* Given problem A: According to the book review on cities, in how many cities and countries has Jeb Brugmann helped with urban development?
* Given problem B: From the book review on cities, reproduce the passage starting with "The recent Swachh" and going on through "about rural development!".

The recent Swachh Bharat survey and ratings to a large number of cities have brought back the focus on cities and urban issues. Cities are becoming increasingly important not in the world but also in India. Mahatma Gandhi may have said what he said about giving importance to rural India, but those who swear by his name too are forgetting about rural development!
So welcome to cities and problems being posed by them. Those with preliminary acquaintance with the vast field of urbanisation and related subjects may have heard the name of Jeb Brugmann, the world class global scholar on urbanism and urbanisation. He has not only written extensively on the subject, but he has been instrumental in his own way with the urban development in forty-nine cities in 21 countries, something which has been recognised by the United Nations.
In his relatively small yet important and highly readable book -- not very new nor quite old -- he takes the reader on a guided tour of some of world's best cities and virtually makes him sit face to face with the challenges these cities undergo. He does not stop at that but analyses the problems worldwide while providing the readers with all dimensions of this growing and global issue, very intelligently and in a racy style.
I had read this absorbing book a few months ago last year and reread it for the 'books column' here a few weeks ago. While glimpsing through the chapters and pages of the well researched book, you stumble upon many top cities such as Toronto, Mexico, Moscow, Melbourne Chicago, Curitiba (Brazil), Los Angeles, Santiago (Chile) and Mumbai, among many others, as he takes up the typical local problems and provides you with entirely new perspectives.

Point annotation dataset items
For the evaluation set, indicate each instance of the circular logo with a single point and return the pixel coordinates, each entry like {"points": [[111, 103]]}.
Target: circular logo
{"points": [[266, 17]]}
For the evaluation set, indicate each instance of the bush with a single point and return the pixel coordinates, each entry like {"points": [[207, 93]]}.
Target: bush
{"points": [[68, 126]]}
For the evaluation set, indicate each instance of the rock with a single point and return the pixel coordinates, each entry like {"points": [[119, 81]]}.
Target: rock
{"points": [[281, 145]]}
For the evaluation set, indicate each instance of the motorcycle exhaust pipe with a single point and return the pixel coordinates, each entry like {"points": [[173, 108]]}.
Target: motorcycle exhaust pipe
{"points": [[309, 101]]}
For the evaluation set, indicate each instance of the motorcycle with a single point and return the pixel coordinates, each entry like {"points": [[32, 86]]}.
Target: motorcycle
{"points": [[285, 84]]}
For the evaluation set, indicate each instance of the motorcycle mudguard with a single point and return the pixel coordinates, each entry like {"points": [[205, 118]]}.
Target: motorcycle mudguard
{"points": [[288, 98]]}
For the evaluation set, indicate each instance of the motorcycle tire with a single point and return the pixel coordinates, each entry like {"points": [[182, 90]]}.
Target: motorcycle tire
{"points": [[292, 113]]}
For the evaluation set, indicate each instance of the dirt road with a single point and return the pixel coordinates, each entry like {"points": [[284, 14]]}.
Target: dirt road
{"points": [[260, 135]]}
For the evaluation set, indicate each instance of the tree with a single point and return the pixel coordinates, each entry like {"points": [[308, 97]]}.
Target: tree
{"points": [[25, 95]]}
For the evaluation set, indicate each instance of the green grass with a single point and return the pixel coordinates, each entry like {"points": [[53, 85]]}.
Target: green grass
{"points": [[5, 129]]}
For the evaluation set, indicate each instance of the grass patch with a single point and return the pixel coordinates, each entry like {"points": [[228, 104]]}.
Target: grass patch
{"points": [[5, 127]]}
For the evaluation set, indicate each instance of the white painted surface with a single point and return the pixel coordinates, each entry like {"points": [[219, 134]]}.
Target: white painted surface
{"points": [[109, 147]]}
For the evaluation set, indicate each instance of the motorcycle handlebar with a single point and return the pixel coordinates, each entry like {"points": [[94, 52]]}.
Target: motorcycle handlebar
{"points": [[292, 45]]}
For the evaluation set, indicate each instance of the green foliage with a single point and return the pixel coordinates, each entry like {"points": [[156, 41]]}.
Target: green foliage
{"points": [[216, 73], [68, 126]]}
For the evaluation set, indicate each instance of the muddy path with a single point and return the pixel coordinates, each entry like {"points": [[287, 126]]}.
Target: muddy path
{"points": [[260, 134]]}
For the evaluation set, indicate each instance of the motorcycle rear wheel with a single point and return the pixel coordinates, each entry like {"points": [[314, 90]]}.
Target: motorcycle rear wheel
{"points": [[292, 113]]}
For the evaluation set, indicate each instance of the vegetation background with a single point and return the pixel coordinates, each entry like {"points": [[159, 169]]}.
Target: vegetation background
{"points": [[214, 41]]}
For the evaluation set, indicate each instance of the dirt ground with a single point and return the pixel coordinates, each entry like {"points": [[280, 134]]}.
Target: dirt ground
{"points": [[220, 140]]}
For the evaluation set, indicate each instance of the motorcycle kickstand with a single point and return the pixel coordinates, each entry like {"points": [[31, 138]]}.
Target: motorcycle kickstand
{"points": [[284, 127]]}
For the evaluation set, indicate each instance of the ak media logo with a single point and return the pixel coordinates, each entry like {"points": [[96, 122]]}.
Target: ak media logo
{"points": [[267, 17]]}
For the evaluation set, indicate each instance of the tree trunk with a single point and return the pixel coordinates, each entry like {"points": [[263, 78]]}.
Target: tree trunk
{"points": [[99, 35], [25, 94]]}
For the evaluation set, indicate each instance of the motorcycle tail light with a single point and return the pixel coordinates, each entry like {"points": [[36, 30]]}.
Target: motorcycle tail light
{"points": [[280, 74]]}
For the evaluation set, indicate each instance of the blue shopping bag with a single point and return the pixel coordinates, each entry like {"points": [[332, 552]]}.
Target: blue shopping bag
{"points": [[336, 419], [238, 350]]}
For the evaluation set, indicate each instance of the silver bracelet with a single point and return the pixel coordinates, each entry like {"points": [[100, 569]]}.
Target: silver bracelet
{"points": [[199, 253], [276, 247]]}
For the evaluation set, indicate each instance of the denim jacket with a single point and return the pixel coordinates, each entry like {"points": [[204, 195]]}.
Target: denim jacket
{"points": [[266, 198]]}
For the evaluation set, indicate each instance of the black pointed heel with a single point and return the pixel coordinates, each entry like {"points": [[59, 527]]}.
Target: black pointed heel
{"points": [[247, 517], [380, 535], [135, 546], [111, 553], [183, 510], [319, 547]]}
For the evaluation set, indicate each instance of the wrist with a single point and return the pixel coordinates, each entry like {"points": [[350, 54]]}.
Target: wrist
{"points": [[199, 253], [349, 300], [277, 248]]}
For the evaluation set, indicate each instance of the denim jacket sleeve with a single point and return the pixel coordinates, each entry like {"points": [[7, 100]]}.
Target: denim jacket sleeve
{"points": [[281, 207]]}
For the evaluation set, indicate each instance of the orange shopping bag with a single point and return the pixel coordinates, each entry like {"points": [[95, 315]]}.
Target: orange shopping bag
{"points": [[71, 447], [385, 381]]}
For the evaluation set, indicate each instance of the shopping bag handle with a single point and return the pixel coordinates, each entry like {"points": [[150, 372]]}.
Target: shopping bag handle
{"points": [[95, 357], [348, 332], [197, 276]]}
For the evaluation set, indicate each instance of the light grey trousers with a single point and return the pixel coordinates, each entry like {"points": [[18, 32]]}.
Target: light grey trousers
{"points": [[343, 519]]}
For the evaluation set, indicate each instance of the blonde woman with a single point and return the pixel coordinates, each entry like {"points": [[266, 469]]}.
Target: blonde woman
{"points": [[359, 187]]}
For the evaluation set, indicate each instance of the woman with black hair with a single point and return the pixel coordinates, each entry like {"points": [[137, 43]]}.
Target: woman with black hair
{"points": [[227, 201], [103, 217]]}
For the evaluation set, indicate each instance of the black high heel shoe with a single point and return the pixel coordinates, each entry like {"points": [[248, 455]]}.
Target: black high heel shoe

* Worked solution A: Forty-nine cities in 21 countries.

* Worked solution B:
The recent Swachh Bharat survey and ratings to a large number of cities have brought back the focus on cities and urban issues. Cities are becoming increasingly important not in the world but also in India. Mahatma Gandhi may have said what he said about giving importance to rural India, but those who swear by his name too are forgetting about rural development!